RECORDS FOR THE TASK:

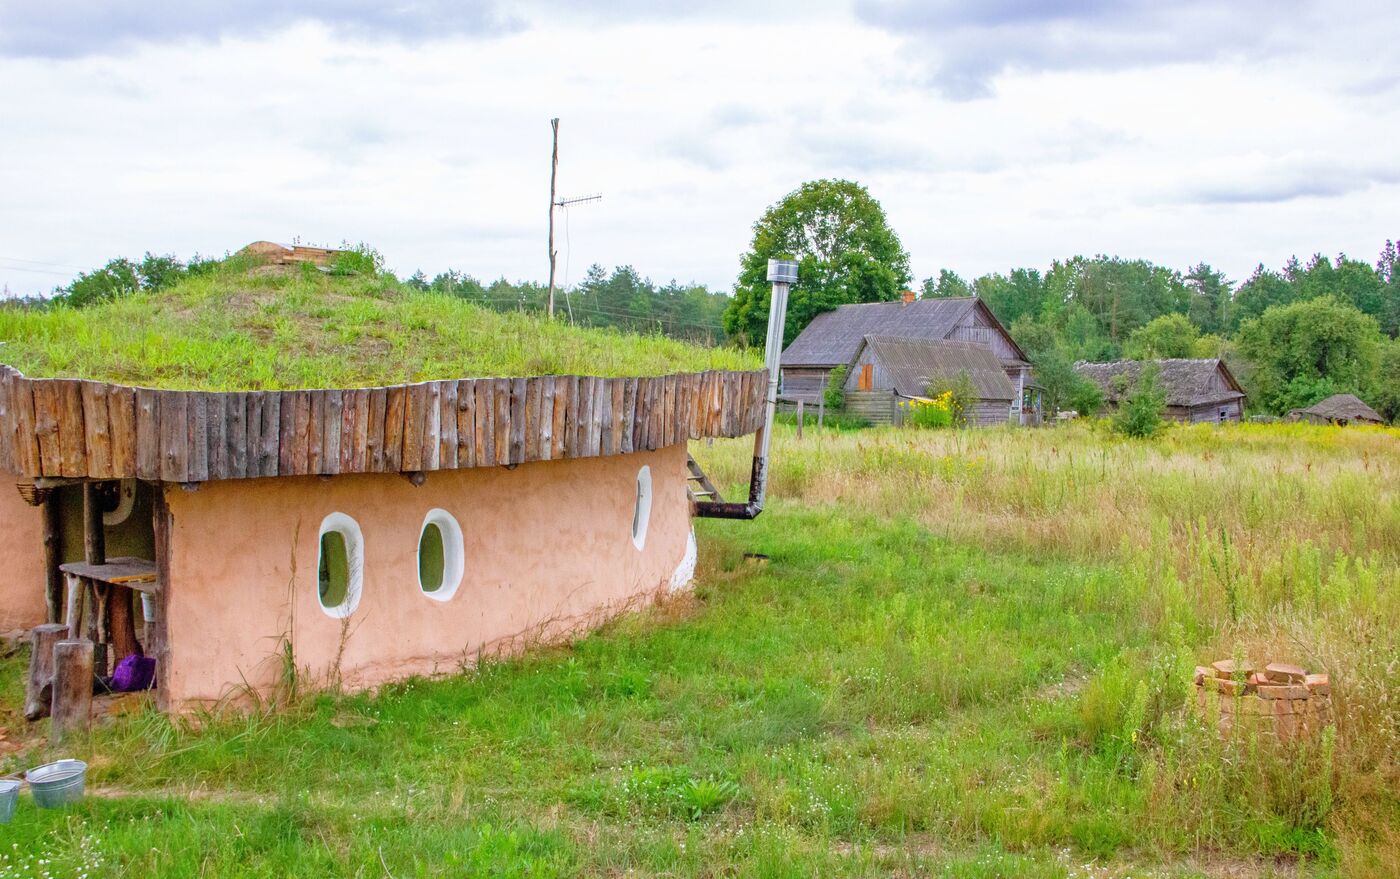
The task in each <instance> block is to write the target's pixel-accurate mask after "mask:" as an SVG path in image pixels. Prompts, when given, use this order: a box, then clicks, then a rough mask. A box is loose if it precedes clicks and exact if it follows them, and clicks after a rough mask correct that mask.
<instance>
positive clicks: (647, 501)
mask: <svg viewBox="0 0 1400 879" xmlns="http://www.w3.org/2000/svg"><path fill="white" fill-rule="evenodd" d="M650 521H651V467H650V466H645V465H643V467H641V469H640V470H637V502H636V505H634V507H633V509H631V542H633V544H636V547H637V549H641V547H644V546H645V544H647V523H648V522H650Z"/></svg>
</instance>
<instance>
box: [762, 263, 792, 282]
mask: <svg viewBox="0 0 1400 879" xmlns="http://www.w3.org/2000/svg"><path fill="white" fill-rule="evenodd" d="M769 280H770V281H771V283H774V284H795V283H797V260H794V259H770V260H769Z"/></svg>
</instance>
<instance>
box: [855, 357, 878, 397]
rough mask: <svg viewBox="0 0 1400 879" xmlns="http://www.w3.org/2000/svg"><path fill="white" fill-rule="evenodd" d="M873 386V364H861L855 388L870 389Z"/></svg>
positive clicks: (873, 367)
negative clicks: (859, 374) (858, 375)
mask: <svg viewBox="0 0 1400 879" xmlns="http://www.w3.org/2000/svg"><path fill="white" fill-rule="evenodd" d="M874 388H875V364H868V363H865V364H861V377H860V379H857V389H860V391H871V389H874Z"/></svg>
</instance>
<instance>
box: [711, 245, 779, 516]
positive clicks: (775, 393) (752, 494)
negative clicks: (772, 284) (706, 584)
mask: <svg viewBox="0 0 1400 879" xmlns="http://www.w3.org/2000/svg"><path fill="white" fill-rule="evenodd" d="M769 281H770V283H771V284H773V294H771V297H770V298H769V337H767V340H766V342H764V346H763V365H764V367H767V370H769V389H767V396H766V398H764V400H766V412H764V416H763V427H760V428H759V433H757V434H755V437H753V470H752V472H750V473H749V501H748V502H746V504H738V502H715V501H701V502H699V504H696V515H697V516H707V518H714V519H753V518H756V516H757V515H759V514H760V512H763V501H764V500H766V495H767V487H769V449H770V446H771V442H773V416H774V413H776V412H777V406H778V377H780V370H781V365H783V364H781V358H783V330H784V325H785V322H787V297H788V290H790V288H791V286H792V284H794V283H797V263H795V262H792V260H790V259H770V260H769Z"/></svg>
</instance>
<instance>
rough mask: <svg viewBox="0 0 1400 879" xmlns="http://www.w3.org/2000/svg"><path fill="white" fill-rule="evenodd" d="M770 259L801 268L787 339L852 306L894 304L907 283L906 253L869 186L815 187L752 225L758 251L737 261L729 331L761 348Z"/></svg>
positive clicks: (819, 182) (787, 332) (727, 324)
mask: <svg viewBox="0 0 1400 879" xmlns="http://www.w3.org/2000/svg"><path fill="white" fill-rule="evenodd" d="M769 259H795V260H798V281H797V283H795V284H792V288H791V293H790V295H788V314H787V337H785V339H784V340H783V342H784V344H787V343H788V342H791V340H792V339H795V337H797V335H798V333H799V332H802V329H804V328H805V326H806V325H808V323H811V322H812V318H815V316H816V315H819V314H822V312H823V311H830V309H833V308H836V307H837V305H846V304H847V302H881V301H888V300H895V298H897V297H899V291H900V290H902V288H903V287H907V286H909V283H910V272H909V253H907V252H906V251H904V246H903V245H902V244H900V242H899V237H897V235H896V234H895V231H893V230H892V228H890V227H889V223H888V221H886V218H885V209H882V207H881V206H879V202H876V200H875V199H874V197H871V195H869V192H867V190H865V188H864V186H861V185H860V183H855V182H851V181H812V182H808V183H802V186H801V188H799V189H798V190H797V192H792V193H790V195H788V196H787V197H784V199H783V200H781V202H778V203H777V204H774V206H773V207H770V209H769V210H767V211H764V214H763V216H762V217H759V221H757V223H755V224H753V244H752V245H750V246H749V251H748V252H746V253H745V255H743V256H742V258H741V260H739V280H738V283H736V284H735V288H734V300H732V301H731V302H729V307H728V308H727V309H725V312H724V328H725V330H727V332H728V333H729V335H731V336H735V337H743V339H748V342H749V343H750V344H762V343H763V337H764V336H766V335H767V329H766V328H767V321H769V297H770V287H769V281H767V267H769Z"/></svg>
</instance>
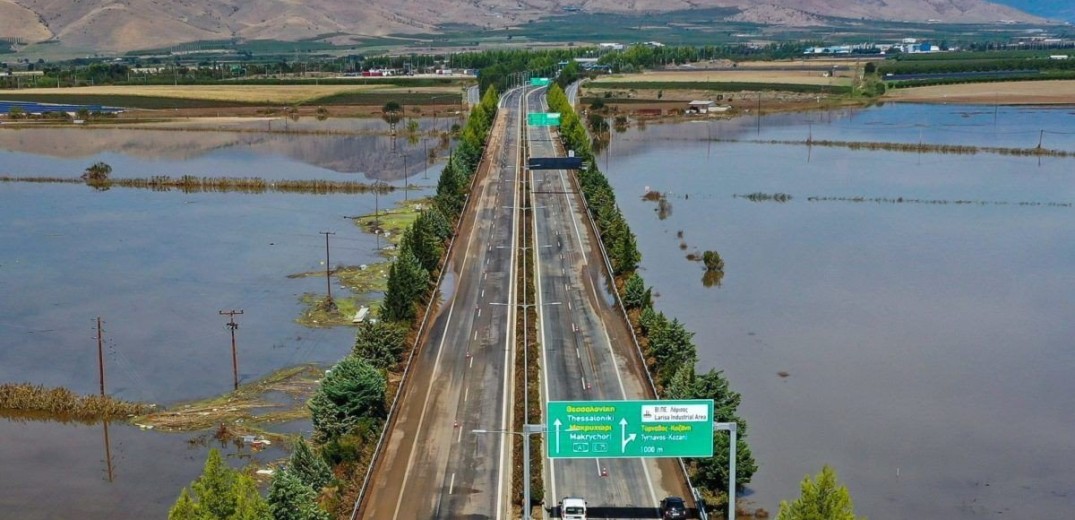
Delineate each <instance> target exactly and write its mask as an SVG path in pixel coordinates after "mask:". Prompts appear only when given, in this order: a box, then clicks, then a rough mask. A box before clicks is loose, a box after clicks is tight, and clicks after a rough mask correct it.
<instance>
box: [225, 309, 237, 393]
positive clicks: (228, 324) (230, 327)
mask: <svg viewBox="0 0 1075 520" xmlns="http://www.w3.org/2000/svg"><path fill="white" fill-rule="evenodd" d="M240 314H243V310H242V309H239V310H220V316H227V317H228V328H229V329H231V374H232V377H233V378H234V385H235V387H234V388H235V390H239V356H238V355H237V353H235V329H239V323H237V322H235V315H240Z"/></svg>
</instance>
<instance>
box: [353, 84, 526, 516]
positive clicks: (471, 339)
mask: <svg viewBox="0 0 1075 520" xmlns="http://www.w3.org/2000/svg"><path fill="white" fill-rule="evenodd" d="M521 102H522V96H521V90H513V91H508V92H507V93H505V95H504V97H503V98H502V100H501V104H500V110H499V112H498V116H497V120H496V122H494V124H493V128H492V130H491V132H490V144H489V146H488V148H487V154H488V156H487V157H486V160H485V161H484V162H483V163H484V164H485V165H487V167H489V168H479V172H478V174H477V176H476V186H475V188H474V190H473V191H472V196H471V200H470V201H469V203H468V207H467V210H465V211H464V214H463V221H462V223H461V226H460V228H459V232H458V235H457V240H456V243H455V244H454V245H453V251H451V254H450V256H449V258H448V264H447V265H446V268H445V275H444V277H443V280H442V284H441V287H440V291H441V295H442V297H441V304H440V306H439V308H438V310H436V315H435V318H433V320H432V323H431V326H430V328H429V332H428V334H427V335H426V337H425V338H424V340H422V346H421V347H420V350H419V351H418V352H417V353H416V356H415V359H414V360H413V364H412V369H411V370H412V372H411V374H410V375H408V377H410V381H408V384H407V386H406V387H405V389H404V391H403V393H402V394H401V396H400V399H401V404H400V407H399V409H398V411H397V416H396V417H397V418H396V421H395V423H393V424H392V425H391V431H390V432H389V434H388V435H389V436H388V438H387V443H386V445H385V450H384V453H383V454H382V457H381V458H379V459H378V462H377V464H378V465H377V467H376V468H375V472H374V478H373V483H372V486H371V489H370V490H369V492H368V493H367V499H366V501H364V503H363V505H362V507H361V509H360V510H361V514H362V518H367V519H376V520H414V519H422V520H425V519H458V518H468V519H488V518H507V517H510V515H508V511H510V504H508V492H510V490H511V464H510V459H511V456H512V453H511V445H512V443H511V442H512V435H505V434H496V433H492V434H473V433H471V431H472V430H475V429H486V430H502V431H503V430H508V429H510V424H511V417H510V415H511V409H512V408H511V403H512V400H513V398H514V396H513V395H512V388H513V387H512V385H510V384H508V381H511V380H512V377H514V373H513V366H514V363H513V359H514V356H515V350H516V349H515V331H514V327H512V326H513V324H514V323H515V314H516V302H515V299H516V288H515V281H514V280H515V278H514V277H513V276H511V273H513V272H515V270H516V264H517V262H518V258H517V256H516V250H517V248H516V245H517V244H516V241H517V237H516V233H515V230H516V229H518V226H517V223H518V218H519V213H518V211H517V208H518V206H519V204H518V202H519V194H518V190H517V189H515V188H516V178H518V174H519V172H520V162H519V161H520V156H519V140H520V131H519V128H520V121H521V119H520V114H521V111H520V109H521ZM490 159H491V160H490ZM520 399H521V398H520Z"/></svg>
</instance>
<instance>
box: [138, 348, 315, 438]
mask: <svg viewBox="0 0 1075 520" xmlns="http://www.w3.org/2000/svg"><path fill="white" fill-rule="evenodd" d="M323 375H324V373H323V372H321V371H320V369H318V367H317V366H314V365H311V364H304V365H299V366H292V367H289V369H283V370H280V371H276V372H274V373H272V374H270V375H268V376H266V377H263V378H261V379H258V380H256V381H254V382H250V384H244V385H241V386H240V387H239V389H237V390H234V391H232V392H228V393H225V394H224V395H217V396H214V398H211V399H205V400H201V401H196V402H191V403H186V404H178V405H175V406H172V407H171V408H169V409H162V410H159V411H154V413H152V414H147V415H142V416H139V417H134V418H133V419H132V422H134V423H135V424H138V425H140V427H142V428H155V429H158V430H164V431H180V432H191V431H197V430H204V429H207V428H213V427H223V428H225V429H227V431H228V432H230V434H231V435H238V434H244V433H260V434H266V432H263V431H262V427H263V425H266V424H271V423H280V422H288V421H292V420H298V419H303V418H309V417H310V413H309V410H306V407H305V405H304V403H305V400H306V399H307V398H309V396H310V395H311V394H312V393H313V390H314V388H316V385H317V380H318V378H320V377H321V376H323ZM270 394H272V395H274V398H273V399H269V398H267V396H268V395H270ZM147 411H149V410H147V409H144V410H141V411H140V414H146V413H147ZM267 435H268V434H267ZM277 437H278V436H277Z"/></svg>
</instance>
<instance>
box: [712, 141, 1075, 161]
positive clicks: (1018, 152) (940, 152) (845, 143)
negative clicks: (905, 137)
mask: <svg viewBox="0 0 1075 520" xmlns="http://www.w3.org/2000/svg"><path fill="white" fill-rule="evenodd" d="M713 141H715V142H719V143H755V144H780V145H805V146H825V147H831V148H847V149H850V150H856V151H858V150H866V151H904V153H913V154H955V155H975V154H995V155H1002V156H1022V157H1064V158H1067V157H1075V151H1066V150H1060V149H1049V148H1043V147H1042V145H1041V144H1038V145H1037V146H1035V147H1033V148H1008V147H1001V146H970V145H959V144H929V143H886V142H863V141H829V140H815V139H807V140H806V141H784V140H771V141H758V140H731V139H714V140H713Z"/></svg>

AIM OF THE TASK:
Looking at the data above, give the number of lines that include "this"; add nothing else.

OUTPUT BELOW:
2